__Stated exercise__: Reproduce all of the material exactly as shown.

━━━━━ Information shown ━━━━━

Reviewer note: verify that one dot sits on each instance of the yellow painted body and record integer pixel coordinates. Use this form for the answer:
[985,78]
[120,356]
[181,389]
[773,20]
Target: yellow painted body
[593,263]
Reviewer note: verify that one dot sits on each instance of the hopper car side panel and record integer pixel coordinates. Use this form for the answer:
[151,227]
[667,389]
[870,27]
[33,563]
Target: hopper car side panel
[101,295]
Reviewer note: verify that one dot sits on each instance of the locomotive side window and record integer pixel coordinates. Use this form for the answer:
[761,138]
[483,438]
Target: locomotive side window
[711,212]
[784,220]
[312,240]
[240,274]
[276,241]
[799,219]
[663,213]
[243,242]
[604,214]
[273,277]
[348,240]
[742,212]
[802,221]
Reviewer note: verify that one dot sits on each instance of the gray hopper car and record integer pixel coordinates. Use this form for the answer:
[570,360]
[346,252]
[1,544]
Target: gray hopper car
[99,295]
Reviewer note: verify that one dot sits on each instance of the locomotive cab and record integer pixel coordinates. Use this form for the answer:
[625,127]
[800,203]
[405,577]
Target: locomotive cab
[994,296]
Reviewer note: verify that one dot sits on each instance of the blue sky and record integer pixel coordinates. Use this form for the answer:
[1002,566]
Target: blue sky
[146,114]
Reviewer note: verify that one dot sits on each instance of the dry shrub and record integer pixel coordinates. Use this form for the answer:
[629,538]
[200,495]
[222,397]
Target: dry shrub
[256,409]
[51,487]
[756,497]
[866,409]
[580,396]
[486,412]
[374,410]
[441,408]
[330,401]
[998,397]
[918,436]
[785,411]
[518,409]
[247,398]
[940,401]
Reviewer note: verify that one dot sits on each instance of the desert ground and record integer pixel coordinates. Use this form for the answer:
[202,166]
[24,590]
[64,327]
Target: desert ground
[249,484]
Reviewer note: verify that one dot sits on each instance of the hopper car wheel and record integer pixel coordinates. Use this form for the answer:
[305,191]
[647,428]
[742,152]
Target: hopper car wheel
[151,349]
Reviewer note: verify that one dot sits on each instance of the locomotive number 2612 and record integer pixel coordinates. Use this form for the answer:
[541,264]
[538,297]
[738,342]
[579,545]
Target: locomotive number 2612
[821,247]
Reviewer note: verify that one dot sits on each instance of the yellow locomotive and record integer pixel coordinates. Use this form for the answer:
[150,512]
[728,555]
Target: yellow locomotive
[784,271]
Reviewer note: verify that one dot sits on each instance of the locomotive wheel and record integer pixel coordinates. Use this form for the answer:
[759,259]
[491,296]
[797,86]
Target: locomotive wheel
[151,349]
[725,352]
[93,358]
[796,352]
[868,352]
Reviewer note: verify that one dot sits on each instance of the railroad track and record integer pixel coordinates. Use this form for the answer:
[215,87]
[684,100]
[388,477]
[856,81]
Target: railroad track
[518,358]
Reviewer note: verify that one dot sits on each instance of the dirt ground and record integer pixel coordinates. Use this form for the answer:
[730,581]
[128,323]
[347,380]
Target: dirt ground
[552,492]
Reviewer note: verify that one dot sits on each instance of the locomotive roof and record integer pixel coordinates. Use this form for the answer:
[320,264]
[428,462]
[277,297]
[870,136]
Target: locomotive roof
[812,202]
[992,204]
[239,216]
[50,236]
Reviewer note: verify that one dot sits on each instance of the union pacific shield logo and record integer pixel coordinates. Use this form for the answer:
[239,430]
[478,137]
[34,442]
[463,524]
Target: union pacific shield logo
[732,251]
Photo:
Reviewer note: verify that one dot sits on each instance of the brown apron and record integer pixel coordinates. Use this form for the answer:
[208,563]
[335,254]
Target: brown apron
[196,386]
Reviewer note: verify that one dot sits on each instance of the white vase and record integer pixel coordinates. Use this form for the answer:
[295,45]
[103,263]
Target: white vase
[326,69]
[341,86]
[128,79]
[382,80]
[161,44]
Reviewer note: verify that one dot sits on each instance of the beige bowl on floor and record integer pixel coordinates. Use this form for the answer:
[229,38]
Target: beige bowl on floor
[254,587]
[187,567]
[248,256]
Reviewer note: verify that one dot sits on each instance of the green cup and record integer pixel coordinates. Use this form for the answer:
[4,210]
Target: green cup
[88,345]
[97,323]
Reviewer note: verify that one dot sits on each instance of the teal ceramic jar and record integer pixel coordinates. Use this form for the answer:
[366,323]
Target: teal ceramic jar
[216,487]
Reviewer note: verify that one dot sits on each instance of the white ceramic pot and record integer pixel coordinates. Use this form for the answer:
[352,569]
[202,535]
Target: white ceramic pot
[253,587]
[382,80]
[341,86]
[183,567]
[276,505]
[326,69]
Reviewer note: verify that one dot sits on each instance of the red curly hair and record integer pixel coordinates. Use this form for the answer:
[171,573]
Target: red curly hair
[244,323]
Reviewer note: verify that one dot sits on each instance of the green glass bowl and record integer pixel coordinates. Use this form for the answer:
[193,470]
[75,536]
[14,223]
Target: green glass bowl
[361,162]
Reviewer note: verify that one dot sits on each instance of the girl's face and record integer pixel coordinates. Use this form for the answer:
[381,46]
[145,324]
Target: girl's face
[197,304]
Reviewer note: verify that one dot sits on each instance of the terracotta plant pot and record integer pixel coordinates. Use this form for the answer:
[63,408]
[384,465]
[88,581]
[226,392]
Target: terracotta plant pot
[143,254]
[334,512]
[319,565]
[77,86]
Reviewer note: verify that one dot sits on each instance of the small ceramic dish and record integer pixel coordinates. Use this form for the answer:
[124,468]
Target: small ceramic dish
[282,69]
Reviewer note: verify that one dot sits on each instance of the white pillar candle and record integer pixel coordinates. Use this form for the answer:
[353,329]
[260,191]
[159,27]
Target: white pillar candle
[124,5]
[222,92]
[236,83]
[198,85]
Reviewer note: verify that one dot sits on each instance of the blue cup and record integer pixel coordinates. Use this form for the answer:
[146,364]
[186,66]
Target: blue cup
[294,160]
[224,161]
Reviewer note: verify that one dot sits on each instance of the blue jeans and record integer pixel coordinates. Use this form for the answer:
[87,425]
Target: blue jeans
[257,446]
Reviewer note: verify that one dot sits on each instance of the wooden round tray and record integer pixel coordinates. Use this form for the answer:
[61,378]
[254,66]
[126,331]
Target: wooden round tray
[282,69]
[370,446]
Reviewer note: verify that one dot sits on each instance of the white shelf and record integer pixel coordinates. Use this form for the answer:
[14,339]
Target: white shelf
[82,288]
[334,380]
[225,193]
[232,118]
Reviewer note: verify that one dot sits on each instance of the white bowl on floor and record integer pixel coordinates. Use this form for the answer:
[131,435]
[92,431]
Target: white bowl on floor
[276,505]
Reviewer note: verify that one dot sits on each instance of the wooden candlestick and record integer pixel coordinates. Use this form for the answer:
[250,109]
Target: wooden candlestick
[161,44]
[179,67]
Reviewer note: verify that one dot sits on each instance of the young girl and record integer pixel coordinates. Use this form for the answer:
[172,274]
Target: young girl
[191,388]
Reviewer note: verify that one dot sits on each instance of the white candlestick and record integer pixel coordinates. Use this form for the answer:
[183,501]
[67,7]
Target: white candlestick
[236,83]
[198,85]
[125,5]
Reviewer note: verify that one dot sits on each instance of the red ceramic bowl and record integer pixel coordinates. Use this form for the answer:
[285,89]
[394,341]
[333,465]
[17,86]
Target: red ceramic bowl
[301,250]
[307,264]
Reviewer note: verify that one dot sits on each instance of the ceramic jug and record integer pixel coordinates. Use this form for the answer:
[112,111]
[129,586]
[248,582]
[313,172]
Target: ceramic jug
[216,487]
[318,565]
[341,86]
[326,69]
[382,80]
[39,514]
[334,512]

━━━━━

__Reply__:
Reviewer note: verify that one dot sits on each instance of the yellow painted body and record integer pixel coordinates. Use this form for the answer:
[985,78]
[120,356]
[181,389]
[773,20]
Target: yellow painted body
[593,263]
Reviewer note: verify that one dot sits on each instance of the hopper car side panel and record integer pixel coordinates. Use this form for the answer:
[151,227]
[667,389]
[870,27]
[33,563]
Target: hopper car side panel
[101,295]
Reviewer note: verify that one dot sits on each instance of the locomotive side window and record integer pixel coordinates. Use this form for the answer:
[761,138]
[483,438]
Target: locomotive side window
[711,212]
[784,220]
[312,240]
[240,274]
[276,241]
[799,219]
[663,213]
[243,242]
[604,214]
[273,277]
[348,240]
[742,212]
[802,221]
Reviewer note: verify that one dot sits on each instance of the gray hopper car and record integer pixel coordinates. Use this form for the answer:
[570,360]
[346,252]
[1,544]
Target: gray hopper car
[99,295]
Reviewer note: verify that one dot sits on each instance of the locomotive cab and record integer pixel coordinates. Use this form for the answer:
[625,127]
[800,203]
[405,577]
Target: locomotive cab
[994,296]
Reviewer note: verify that one dot sits on each instance of the blue sky and record integer pixel coordinates. Use this form for the answer:
[1002,566]
Target: blue sky
[146,114]
Reviewer note: verify that one dot sits on each instance of the dry shrub and record integer pixel coordinates. Use this form for the answer:
[629,538]
[200,495]
[222,397]
Target: dry shrub
[256,409]
[51,487]
[756,497]
[866,409]
[580,396]
[486,412]
[374,410]
[441,408]
[330,401]
[998,397]
[918,436]
[785,411]
[518,409]
[247,398]
[940,401]
Reviewer note: verify that one dot sits on each instance of the desert ground and record integer pixel coordinates. Use this form for the answer:
[202,166]
[24,590]
[64,327]
Target: desert ground
[249,484]
Reviewer note: verify that one dot sits on each instance of the hopper car wheel and record integer pixel coordinates. Use this form for the answer:
[305,191]
[647,428]
[742,152]
Target: hopper car wheel
[151,349]
Reviewer note: verify that one dot sits on each instance of the locomotive number 2612 and record integer pixel coordinates. Use this form for the answer:
[541,264]
[538,297]
[738,342]
[579,545]
Target: locomotive number 2612
[821,247]
Reviewer note: verify that one dot sits on each instance of the yellow locomotive and record integer pixel coordinates. Use this form for the answer:
[150,512]
[728,555]
Target: yellow locomotive
[784,271]
Reviewer note: verify that one dot sits on each instance of the locomotive wheel and record integer pixel coordinates. Use this form for the answer:
[759,259]
[491,296]
[797,86]
Target: locomotive wheel
[151,349]
[725,352]
[93,358]
[796,352]
[868,352]
Reviewer note: verify that one dot sits on each instance of the railroad track and record integer pixel coordinates. Use this form for the answer:
[215,87]
[684,100]
[388,477]
[856,81]
Target: railroad track
[518,358]
Reviewer note: verify that one dot sits on each instance of the dirt ground and record integer pixel coordinates. Use this form for the answer:
[730,581]
[128,323]
[347,380]
Target: dirt ground
[552,492]
Reviewer note: verify that one dot sits on each instance of the locomotive roof and record integer pixel coordinates. Use this form for the answer:
[320,264]
[428,462]
[277,297]
[870,136]
Target: locomotive roof
[812,202]
[992,204]
[239,216]
[50,236]
Reviewer note: verify that one dot sits on each instance of the union pacific shield logo and record integer pixel coordinates. Use this form for the answer:
[239,430]
[478,137]
[34,442]
[463,524]
Target: union pacific shield logo
[732,251]
Photo:
Reviewer note: verify that one dot sits on each instance of the brown apron and record integer pixel coordinates. Use this form for the answer:
[208,563]
[335,254]
Target: brown apron
[196,386]
Reviewer note: verify that one dot sits on each instance of the white vase and record integer pixel coordinates. Use this form for the answer:
[295,45]
[103,263]
Target: white vase
[326,69]
[341,86]
[128,79]
[382,80]
[161,44]
Reviewer note: verify that one dot sits on each instance of the beige bowl on floor and record integer pixel coordinates. Use this form for the answer:
[229,38]
Target: beige bowl on floor
[254,587]
[187,567]
[248,256]
Reviewer note: verify that one dot sits on each instance of the green cup and record integer pixel coordinates. Use this form for the answer:
[4,210]
Target: green cup
[88,345]
[97,323]
Reviewer note: verify that one dot sits on each instance of the teal ceramic jar and record integer pixel coordinates. Use this form for the answer:
[366,323]
Target: teal ceramic jar
[216,487]
Reviewer note: verify that one dot sits on each instance of the white ceramic pot and record integer pixel coordinates. Use this form for the answer:
[352,569]
[202,535]
Target: white ceramic pot
[253,587]
[382,80]
[341,86]
[183,567]
[276,505]
[326,69]
Reviewer note: verify that one dot sits on each instance of the red curly hair and record integer pixel coordinates. Use this form for the answer:
[171,573]
Target: red curly hair
[244,323]
Reviewer note: verify that one dot sits on each instance of the green glass bowl and record integer pixel coordinates. Use this form for the answer:
[193,470]
[75,536]
[14,223]
Target: green glass bowl
[361,162]
Reviewer note: verify that one dot sits on each instance of the girl's face and record integer pixel coordinates. Use this form for the answer:
[381,46]
[145,324]
Target: girl's face
[197,304]
Reviewer note: verify that one dot sits on each instance of the terracotta plant pot and record integer pixel coordinates. Use this form for the answer:
[63,408]
[384,465]
[88,581]
[226,392]
Target: terracotta plant pot
[143,254]
[334,512]
[319,565]
[77,86]
Reviewer note: verify that one dot sits on each instance of the small ceramic dish and record integer pixel coordinates. Use this form for the answer:
[124,468]
Target: small ceramic dish
[282,69]
Reviewer note: verify that one dot sits on each instance of the white pillar candle and record integer pixel coordinates. Use this form for the answer:
[353,329]
[260,191]
[159,27]
Target: white pillar candle
[124,5]
[222,92]
[236,83]
[198,85]
Reviewer note: verify that one dot sits on each instance of the blue cup and record integer pixel coordinates. Use this form for the answer:
[146,364]
[186,66]
Target: blue cup
[294,160]
[224,161]
Reviewer note: verify that one dot sits on each instance of the blue jeans and record integer pixel coordinates. Use this form for the answer:
[87,425]
Target: blue jeans
[257,446]
Reviewer note: verify that one dot sits on each instance of the wooden round tray and record integer pixel coordinates. Use this form for the answer:
[61,378]
[254,66]
[126,331]
Target: wooden round tray
[282,69]
[370,446]
Reviewer note: verify that one dot sits on each instance of the white shelf and record integer pixel coordinates. Use this form for the answer:
[14,339]
Target: white shelf
[82,288]
[334,380]
[225,193]
[232,118]
Reviewer note: verify that one dot sits on each instance of the white bowl on floor and record integer pixel coordinates. Use this form for the answer:
[131,435]
[92,431]
Target: white bowl on floor
[276,505]
Reviewer note: verify that one dot sits on each instance of the wooden candlestick and record integer pixel coordinates. Use this form for the answer:
[250,109]
Target: wooden candlestick
[161,44]
[179,67]
Reviewer note: verify that one dot sits on each instance of the young girl and record integer pixel coordinates. Use this form for the answer:
[172,274]
Target: young girl
[191,388]
Reviewer note: verify that one dot sits on each instance of the white candlestick and record integer pixel coordinates. Use this form for the answer:
[183,501]
[67,7]
Target: white candlestick
[236,83]
[198,85]
[125,5]
Reviewer note: verify that one dot sits on each instance of the red ceramic bowl and record integer pixel coordinates. Use this form for the answer:
[285,89]
[394,341]
[333,465]
[17,86]
Target: red ceramic bowl
[301,250]
[307,264]
Reviewer note: verify that one dot sits on each instance of the ceramic jug and record integer pixel coordinates. Use this form for the answer:
[112,111]
[129,586]
[248,582]
[313,172]
Target: ceramic jug
[216,487]
[318,565]
[341,86]
[326,69]
[382,80]
[39,514]
[334,512]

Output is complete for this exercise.